带标注的区域轮廓条目:
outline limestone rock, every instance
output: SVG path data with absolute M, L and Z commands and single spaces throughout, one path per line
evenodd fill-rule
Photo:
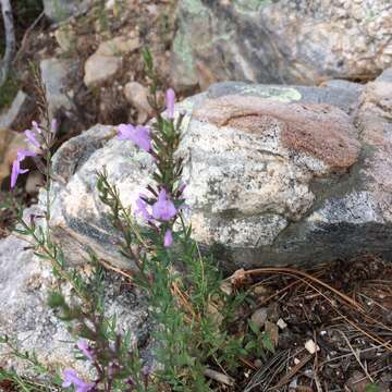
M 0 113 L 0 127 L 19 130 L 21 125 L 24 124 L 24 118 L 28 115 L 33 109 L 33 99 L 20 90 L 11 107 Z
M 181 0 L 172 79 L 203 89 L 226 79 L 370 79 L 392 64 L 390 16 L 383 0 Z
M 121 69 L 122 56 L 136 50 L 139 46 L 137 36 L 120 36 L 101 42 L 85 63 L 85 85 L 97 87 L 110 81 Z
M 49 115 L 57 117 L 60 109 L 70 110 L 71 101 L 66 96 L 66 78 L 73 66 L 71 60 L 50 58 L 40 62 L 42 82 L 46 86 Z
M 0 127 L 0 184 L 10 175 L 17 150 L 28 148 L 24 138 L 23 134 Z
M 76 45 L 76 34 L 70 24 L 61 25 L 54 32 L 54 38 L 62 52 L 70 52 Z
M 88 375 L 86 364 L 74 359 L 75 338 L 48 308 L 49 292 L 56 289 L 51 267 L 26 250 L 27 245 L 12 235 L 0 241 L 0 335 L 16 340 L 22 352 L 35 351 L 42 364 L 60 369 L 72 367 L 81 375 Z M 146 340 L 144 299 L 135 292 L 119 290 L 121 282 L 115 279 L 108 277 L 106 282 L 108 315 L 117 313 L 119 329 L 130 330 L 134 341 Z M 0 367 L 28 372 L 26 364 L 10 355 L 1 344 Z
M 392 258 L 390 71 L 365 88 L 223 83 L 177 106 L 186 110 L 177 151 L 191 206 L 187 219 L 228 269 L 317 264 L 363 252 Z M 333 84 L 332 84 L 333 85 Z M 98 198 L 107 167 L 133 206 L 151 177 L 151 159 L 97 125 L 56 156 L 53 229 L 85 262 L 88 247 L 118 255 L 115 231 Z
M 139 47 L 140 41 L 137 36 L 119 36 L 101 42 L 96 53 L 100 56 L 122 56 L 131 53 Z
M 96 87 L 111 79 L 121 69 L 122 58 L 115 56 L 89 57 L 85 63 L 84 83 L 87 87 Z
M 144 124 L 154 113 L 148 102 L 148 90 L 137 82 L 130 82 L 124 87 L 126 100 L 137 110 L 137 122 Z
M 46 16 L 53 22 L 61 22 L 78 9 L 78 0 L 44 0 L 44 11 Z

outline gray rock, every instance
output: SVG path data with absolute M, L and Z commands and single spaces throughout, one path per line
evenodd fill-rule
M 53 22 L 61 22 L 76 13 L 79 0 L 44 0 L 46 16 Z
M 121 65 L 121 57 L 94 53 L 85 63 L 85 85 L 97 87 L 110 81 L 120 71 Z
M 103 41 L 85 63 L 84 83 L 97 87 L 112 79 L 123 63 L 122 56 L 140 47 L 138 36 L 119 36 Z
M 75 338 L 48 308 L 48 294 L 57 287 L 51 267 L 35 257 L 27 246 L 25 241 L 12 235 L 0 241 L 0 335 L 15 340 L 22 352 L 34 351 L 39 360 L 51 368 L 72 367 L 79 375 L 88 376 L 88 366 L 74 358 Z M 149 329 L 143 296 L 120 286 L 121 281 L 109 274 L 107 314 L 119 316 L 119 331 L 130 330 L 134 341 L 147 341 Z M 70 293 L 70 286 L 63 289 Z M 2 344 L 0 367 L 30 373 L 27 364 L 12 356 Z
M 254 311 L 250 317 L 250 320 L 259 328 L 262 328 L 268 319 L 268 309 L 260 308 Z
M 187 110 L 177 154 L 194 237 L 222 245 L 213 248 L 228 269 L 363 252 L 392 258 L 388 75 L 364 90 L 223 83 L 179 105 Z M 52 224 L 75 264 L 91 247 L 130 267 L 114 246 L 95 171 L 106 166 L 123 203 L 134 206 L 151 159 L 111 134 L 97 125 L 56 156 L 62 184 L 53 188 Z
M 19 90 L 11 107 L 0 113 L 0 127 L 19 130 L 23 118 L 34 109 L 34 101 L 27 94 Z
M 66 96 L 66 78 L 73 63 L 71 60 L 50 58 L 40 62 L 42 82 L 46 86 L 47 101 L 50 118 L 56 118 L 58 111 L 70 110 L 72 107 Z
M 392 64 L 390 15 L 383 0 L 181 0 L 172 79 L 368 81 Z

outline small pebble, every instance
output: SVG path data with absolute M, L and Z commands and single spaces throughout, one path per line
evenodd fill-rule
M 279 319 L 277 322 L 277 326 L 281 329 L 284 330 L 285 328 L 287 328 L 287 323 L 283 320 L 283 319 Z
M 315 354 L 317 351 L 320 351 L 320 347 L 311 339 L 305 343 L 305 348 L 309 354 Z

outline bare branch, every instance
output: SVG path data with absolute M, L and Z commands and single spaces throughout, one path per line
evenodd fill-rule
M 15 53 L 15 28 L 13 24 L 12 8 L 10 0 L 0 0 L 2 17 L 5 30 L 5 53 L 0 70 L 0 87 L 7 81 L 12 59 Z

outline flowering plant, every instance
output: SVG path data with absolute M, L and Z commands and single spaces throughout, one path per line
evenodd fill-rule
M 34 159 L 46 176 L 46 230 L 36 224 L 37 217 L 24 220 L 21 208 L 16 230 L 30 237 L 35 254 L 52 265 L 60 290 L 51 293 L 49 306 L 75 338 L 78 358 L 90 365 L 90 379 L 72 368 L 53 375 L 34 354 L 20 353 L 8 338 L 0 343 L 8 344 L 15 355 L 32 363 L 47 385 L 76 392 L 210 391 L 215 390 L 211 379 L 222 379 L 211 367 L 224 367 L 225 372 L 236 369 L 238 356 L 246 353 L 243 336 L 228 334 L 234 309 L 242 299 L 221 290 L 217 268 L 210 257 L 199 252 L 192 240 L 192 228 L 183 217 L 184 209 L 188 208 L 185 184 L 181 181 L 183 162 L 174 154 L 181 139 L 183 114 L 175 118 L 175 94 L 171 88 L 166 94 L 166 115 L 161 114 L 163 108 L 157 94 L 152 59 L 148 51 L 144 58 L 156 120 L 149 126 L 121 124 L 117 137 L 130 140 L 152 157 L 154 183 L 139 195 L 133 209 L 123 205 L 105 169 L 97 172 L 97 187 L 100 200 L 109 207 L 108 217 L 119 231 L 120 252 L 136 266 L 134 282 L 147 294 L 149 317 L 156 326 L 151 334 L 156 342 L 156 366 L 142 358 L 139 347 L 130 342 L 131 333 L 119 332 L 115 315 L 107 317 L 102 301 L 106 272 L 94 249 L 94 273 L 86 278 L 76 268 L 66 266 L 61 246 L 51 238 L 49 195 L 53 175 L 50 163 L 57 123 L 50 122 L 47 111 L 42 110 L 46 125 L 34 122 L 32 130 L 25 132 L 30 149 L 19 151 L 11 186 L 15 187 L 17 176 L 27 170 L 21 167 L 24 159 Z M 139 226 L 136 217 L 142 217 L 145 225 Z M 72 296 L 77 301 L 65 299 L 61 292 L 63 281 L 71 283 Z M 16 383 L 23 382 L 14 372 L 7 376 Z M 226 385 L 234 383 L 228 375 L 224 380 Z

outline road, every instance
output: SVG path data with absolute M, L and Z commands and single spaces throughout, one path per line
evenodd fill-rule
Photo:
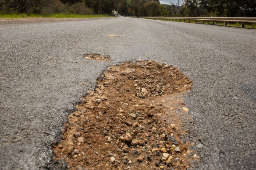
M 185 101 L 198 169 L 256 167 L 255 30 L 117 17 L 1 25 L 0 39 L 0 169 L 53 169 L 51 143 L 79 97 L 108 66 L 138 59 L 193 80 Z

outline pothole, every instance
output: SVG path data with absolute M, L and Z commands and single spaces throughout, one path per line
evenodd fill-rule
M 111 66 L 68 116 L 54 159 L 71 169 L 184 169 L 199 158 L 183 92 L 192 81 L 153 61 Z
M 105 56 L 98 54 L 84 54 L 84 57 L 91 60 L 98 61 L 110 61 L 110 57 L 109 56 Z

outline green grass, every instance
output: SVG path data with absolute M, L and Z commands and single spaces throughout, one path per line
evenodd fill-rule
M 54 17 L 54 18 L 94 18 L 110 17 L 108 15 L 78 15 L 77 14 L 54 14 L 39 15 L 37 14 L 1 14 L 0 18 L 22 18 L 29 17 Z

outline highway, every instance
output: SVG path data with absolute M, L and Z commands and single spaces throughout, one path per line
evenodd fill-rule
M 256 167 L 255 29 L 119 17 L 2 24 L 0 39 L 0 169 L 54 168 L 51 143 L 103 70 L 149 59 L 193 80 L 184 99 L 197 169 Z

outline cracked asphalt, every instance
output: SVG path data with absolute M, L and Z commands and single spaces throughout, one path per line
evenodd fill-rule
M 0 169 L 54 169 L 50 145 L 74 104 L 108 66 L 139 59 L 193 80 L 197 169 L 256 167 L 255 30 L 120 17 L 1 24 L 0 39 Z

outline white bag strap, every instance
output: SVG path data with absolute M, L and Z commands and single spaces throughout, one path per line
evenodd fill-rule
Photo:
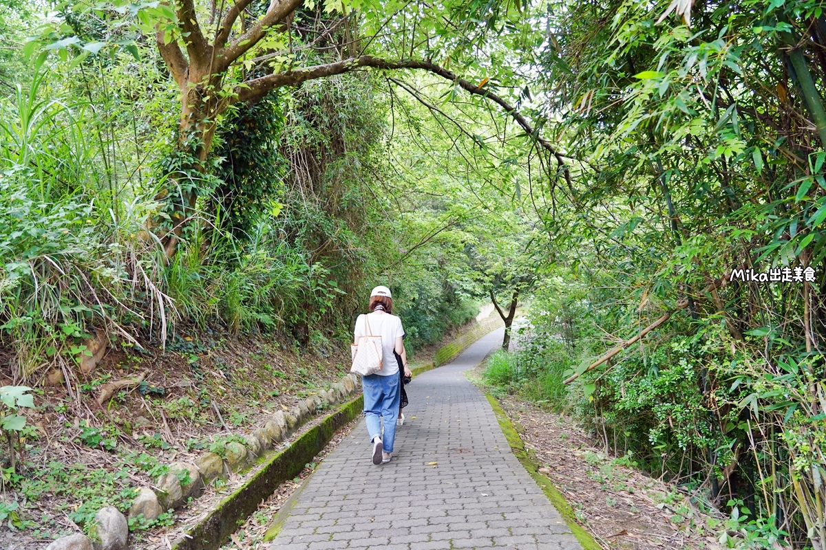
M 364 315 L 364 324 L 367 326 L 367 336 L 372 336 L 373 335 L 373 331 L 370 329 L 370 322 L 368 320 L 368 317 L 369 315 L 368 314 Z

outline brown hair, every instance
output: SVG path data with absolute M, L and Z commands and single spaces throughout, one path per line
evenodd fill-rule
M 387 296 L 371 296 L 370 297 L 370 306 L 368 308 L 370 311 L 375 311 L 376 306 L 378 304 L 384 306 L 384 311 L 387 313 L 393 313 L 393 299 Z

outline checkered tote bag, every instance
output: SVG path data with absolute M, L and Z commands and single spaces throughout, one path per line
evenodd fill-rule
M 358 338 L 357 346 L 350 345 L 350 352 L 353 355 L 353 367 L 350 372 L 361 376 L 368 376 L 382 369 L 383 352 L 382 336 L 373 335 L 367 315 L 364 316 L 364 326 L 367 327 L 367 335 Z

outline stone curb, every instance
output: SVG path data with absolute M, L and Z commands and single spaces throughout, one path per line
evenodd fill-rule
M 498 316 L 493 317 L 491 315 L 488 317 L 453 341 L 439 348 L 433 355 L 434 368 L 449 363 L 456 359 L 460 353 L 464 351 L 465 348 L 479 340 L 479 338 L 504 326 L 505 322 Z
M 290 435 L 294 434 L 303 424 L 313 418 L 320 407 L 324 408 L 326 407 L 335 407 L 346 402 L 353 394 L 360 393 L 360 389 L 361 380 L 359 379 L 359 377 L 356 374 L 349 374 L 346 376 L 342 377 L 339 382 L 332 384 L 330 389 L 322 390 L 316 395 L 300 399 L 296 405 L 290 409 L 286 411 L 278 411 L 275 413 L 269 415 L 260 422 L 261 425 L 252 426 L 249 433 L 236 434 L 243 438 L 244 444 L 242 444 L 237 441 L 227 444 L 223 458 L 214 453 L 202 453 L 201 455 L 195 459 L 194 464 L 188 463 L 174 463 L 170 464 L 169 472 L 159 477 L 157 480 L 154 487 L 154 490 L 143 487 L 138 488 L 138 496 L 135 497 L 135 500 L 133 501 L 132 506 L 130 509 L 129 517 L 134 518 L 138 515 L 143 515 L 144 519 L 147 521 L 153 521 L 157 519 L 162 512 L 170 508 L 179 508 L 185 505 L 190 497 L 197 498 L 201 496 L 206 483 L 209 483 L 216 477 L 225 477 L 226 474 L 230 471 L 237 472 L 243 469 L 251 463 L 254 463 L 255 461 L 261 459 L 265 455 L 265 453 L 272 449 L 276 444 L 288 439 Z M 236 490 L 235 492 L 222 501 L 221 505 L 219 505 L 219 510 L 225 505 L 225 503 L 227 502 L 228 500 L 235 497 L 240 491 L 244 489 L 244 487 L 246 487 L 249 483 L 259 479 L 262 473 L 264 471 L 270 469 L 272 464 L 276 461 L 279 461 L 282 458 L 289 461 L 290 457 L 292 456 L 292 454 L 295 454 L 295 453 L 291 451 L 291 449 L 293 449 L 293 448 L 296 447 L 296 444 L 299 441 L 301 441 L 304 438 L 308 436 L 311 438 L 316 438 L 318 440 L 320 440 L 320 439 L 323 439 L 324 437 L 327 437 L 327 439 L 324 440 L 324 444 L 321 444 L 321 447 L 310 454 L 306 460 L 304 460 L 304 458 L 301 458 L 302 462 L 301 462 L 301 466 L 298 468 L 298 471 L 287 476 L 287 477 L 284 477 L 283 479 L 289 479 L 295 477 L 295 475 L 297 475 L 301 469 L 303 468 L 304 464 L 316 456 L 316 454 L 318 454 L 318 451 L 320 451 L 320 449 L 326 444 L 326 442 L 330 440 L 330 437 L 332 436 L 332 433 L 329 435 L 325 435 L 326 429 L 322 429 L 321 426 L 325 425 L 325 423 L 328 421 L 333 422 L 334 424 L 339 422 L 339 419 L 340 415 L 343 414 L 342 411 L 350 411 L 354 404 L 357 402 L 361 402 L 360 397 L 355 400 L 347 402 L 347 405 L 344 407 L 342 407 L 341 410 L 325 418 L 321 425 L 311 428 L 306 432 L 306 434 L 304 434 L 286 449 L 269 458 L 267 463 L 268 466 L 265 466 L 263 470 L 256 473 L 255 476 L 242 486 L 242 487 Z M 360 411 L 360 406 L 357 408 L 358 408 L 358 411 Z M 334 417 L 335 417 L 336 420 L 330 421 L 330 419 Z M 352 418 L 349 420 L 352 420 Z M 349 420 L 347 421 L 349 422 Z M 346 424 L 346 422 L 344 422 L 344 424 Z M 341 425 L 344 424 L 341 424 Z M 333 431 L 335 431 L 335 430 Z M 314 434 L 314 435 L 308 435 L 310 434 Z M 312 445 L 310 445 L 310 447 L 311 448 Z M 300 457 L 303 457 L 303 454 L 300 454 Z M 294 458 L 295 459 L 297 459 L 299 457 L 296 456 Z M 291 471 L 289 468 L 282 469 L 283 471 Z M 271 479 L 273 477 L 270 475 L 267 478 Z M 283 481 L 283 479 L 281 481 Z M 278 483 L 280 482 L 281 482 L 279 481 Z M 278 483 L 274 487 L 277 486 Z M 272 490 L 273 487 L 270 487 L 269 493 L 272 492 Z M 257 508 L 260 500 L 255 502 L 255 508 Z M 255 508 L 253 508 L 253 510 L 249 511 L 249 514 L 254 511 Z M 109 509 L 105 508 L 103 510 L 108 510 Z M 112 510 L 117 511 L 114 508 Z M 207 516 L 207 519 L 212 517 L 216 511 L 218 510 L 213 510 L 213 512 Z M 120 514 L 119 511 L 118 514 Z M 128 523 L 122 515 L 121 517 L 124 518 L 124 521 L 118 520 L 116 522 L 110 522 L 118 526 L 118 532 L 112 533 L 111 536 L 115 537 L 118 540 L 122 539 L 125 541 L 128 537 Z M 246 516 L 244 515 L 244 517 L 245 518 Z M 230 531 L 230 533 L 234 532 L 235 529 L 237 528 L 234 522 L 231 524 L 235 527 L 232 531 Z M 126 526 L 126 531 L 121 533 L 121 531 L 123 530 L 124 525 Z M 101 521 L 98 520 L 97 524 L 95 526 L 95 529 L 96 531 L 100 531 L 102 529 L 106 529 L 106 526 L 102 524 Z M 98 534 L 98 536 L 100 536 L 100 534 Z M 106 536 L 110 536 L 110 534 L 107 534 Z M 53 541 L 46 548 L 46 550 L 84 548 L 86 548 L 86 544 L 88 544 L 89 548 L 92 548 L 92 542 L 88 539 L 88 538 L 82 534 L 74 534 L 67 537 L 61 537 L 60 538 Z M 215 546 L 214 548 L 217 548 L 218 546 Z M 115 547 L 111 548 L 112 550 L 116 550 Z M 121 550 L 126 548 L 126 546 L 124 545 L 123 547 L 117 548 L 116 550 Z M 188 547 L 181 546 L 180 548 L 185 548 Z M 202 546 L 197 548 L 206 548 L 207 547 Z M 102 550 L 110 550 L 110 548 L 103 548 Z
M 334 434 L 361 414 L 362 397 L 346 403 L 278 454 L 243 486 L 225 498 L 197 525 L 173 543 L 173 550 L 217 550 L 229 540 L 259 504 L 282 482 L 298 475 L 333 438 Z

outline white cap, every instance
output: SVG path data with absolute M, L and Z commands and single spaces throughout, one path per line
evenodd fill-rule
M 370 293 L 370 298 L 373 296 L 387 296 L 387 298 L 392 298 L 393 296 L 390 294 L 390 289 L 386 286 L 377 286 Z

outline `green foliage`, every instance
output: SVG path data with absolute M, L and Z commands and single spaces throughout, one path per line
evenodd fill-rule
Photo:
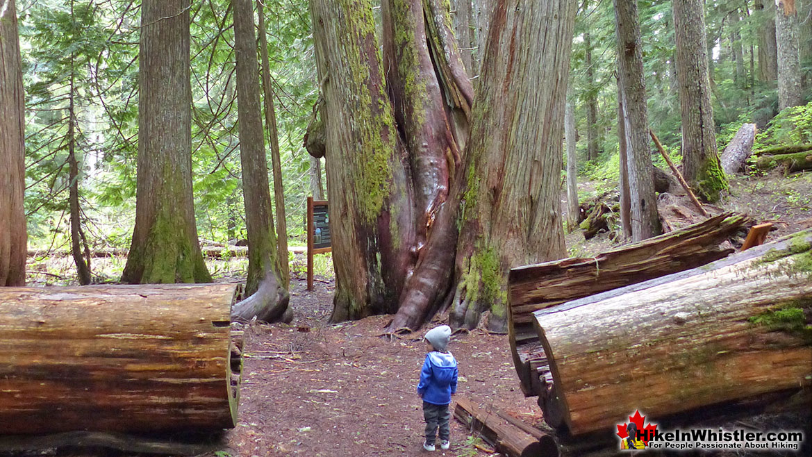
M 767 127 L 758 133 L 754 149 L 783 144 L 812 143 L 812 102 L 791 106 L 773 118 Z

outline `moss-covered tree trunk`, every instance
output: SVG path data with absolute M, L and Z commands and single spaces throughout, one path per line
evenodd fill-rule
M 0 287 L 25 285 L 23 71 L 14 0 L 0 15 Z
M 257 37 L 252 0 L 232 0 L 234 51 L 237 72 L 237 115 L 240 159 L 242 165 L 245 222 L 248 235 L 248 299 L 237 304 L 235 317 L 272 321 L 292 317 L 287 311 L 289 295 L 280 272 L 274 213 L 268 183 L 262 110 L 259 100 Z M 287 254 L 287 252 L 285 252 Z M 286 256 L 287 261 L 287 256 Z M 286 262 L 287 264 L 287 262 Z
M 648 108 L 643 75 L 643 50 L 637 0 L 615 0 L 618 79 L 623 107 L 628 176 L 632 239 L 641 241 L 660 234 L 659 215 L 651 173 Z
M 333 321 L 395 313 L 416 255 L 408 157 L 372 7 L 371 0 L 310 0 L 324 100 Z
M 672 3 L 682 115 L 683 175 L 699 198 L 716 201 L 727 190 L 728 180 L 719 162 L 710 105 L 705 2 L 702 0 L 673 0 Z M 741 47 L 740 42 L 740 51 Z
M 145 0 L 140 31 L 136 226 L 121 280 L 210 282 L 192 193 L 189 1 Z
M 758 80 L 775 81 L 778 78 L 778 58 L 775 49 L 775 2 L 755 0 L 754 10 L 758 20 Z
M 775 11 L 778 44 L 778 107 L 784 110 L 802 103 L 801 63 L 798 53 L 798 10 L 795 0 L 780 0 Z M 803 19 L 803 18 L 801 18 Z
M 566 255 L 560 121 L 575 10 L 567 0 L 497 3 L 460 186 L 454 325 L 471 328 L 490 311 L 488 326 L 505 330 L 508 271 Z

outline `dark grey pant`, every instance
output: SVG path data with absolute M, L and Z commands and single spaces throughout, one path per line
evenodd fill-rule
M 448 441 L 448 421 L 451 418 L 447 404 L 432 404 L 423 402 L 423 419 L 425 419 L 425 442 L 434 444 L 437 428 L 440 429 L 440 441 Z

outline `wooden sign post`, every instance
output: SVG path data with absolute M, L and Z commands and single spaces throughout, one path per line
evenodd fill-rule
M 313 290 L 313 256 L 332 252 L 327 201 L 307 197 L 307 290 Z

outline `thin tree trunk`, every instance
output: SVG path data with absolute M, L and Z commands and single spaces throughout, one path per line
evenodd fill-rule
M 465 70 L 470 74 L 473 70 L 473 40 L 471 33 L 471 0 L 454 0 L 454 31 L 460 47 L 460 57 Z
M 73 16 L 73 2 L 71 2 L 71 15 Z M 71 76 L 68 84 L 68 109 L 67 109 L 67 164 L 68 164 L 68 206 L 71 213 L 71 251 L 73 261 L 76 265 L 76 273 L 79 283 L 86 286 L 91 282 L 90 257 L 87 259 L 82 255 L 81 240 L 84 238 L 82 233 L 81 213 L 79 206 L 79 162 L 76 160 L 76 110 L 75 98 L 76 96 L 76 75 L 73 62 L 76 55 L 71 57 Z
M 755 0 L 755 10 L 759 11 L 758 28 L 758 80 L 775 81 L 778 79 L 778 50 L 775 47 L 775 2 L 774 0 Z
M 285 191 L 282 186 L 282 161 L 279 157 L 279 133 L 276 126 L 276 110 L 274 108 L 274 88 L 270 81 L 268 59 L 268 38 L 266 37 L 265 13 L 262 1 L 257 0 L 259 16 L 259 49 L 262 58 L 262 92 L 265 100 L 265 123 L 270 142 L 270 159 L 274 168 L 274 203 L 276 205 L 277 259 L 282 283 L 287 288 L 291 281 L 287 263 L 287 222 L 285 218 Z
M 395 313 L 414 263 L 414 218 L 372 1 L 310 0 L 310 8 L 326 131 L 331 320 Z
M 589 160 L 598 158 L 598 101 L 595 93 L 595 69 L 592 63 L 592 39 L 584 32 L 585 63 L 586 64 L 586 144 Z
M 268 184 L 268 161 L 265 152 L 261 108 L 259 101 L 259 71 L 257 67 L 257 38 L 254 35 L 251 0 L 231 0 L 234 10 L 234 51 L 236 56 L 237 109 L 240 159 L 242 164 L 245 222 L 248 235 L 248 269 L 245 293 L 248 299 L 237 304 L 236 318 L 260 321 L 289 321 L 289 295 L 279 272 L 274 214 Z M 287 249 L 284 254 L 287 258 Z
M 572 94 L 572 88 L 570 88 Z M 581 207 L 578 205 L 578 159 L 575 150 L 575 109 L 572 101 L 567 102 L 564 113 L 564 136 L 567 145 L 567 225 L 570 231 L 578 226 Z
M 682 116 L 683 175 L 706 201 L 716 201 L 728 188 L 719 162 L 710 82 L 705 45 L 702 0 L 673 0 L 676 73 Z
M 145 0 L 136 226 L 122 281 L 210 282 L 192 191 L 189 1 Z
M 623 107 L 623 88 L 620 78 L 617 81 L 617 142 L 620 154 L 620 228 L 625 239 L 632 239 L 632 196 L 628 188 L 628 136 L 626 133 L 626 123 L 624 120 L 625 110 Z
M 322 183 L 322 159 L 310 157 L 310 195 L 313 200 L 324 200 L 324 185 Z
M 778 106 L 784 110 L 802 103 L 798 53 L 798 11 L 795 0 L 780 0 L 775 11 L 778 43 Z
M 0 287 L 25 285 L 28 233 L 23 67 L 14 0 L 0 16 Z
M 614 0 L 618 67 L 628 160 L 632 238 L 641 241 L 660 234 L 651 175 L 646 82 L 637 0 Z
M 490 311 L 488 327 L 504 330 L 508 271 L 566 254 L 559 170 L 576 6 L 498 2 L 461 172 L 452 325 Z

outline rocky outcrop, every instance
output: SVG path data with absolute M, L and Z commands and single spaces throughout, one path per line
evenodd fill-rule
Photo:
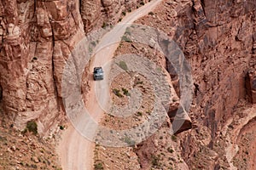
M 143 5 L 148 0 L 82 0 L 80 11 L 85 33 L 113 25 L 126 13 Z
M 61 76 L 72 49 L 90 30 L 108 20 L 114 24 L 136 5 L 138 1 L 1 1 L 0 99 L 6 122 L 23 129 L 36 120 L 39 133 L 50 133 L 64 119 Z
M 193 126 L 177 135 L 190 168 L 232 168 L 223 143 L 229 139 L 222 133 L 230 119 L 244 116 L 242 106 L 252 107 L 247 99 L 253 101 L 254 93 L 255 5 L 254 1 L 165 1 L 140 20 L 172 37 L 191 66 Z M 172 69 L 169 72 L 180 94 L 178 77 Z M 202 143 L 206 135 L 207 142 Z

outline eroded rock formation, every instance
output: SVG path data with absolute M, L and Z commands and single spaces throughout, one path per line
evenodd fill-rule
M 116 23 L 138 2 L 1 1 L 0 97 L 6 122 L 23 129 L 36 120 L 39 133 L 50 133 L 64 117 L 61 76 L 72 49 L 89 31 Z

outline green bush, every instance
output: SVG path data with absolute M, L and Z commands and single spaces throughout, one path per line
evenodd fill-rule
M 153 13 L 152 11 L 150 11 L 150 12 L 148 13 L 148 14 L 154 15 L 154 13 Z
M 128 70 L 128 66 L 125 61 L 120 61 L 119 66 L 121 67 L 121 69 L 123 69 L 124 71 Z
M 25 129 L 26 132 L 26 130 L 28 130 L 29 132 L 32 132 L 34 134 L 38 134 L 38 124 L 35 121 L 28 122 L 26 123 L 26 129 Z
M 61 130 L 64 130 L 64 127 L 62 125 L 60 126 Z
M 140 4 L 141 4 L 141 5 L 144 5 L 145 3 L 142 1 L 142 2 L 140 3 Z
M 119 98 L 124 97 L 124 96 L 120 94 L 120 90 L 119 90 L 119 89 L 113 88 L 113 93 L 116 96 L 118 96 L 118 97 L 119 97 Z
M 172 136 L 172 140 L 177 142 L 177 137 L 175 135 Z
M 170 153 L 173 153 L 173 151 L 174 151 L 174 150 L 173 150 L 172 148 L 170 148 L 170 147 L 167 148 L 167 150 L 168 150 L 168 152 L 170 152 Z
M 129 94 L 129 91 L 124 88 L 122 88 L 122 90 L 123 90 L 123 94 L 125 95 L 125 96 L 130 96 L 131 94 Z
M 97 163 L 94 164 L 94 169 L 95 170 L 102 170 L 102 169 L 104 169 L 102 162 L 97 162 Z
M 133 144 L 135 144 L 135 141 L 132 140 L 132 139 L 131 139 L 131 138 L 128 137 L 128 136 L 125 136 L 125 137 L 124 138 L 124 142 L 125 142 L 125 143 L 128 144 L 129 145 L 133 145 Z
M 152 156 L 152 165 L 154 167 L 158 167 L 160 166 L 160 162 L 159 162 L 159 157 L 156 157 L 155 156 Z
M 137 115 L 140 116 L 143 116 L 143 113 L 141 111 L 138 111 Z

● **题目**
把材料里从含有“outline gray rock, every instance”的那一行到含有“M 392 64 L 390”的那一行都重新写一遍，首尾两行也算在内。其中的“gray rock”改成“dark rock”，别的地方一个字都不动。

● **书面解答**
outline dark rock, every instance
output: SVG path data with absolute M, L and Z commands and single spaces throughout, one path per line
evenodd fill-rule
M 53 22 L 61 22 L 76 13 L 79 0 L 44 0 L 46 16 Z
M 121 65 L 121 57 L 94 53 L 85 63 L 85 85 L 97 87 L 110 81 L 120 71 Z
M 103 41 L 85 63 L 84 83 L 97 87 L 112 79 L 123 63 L 122 56 L 140 47 L 138 36 L 119 36 Z
M 75 338 L 48 308 L 48 294 L 57 287 L 51 267 L 35 257 L 27 246 L 25 241 L 12 235 L 0 241 L 0 335 L 15 340 L 22 352 L 34 351 L 39 360 L 51 368 L 72 367 L 79 375 L 88 376 L 88 366 L 74 358 Z M 149 329 L 143 296 L 120 286 L 121 281 L 109 274 L 107 314 L 119 316 L 119 331 L 130 330 L 134 341 L 147 341 Z M 70 293 L 70 286 L 63 289 Z M 2 344 L 0 367 L 30 373 L 27 364 L 12 356 Z
M 254 311 L 250 317 L 250 320 L 259 328 L 262 328 L 268 319 L 268 309 L 260 308 Z
M 187 110 L 177 154 L 194 237 L 222 245 L 213 248 L 228 269 L 363 252 L 392 258 L 388 75 L 364 90 L 223 83 L 179 105 Z M 52 224 L 75 264 L 91 247 L 130 267 L 114 246 L 95 171 L 106 166 L 123 203 L 134 206 L 151 159 L 111 134 L 97 125 L 56 156 L 62 184 L 53 188 Z
M 19 90 L 11 107 L 0 113 L 0 127 L 19 130 L 23 118 L 34 109 L 34 101 L 27 94 Z
M 66 96 L 66 78 L 73 63 L 71 60 L 50 58 L 40 62 L 42 82 L 46 86 L 47 101 L 50 118 L 56 118 L 58 111 L 70 110 L 72 107 Z
M 392 64 L 390 15 L 383 0 L 181 0 L 172 79 L 368 81 Z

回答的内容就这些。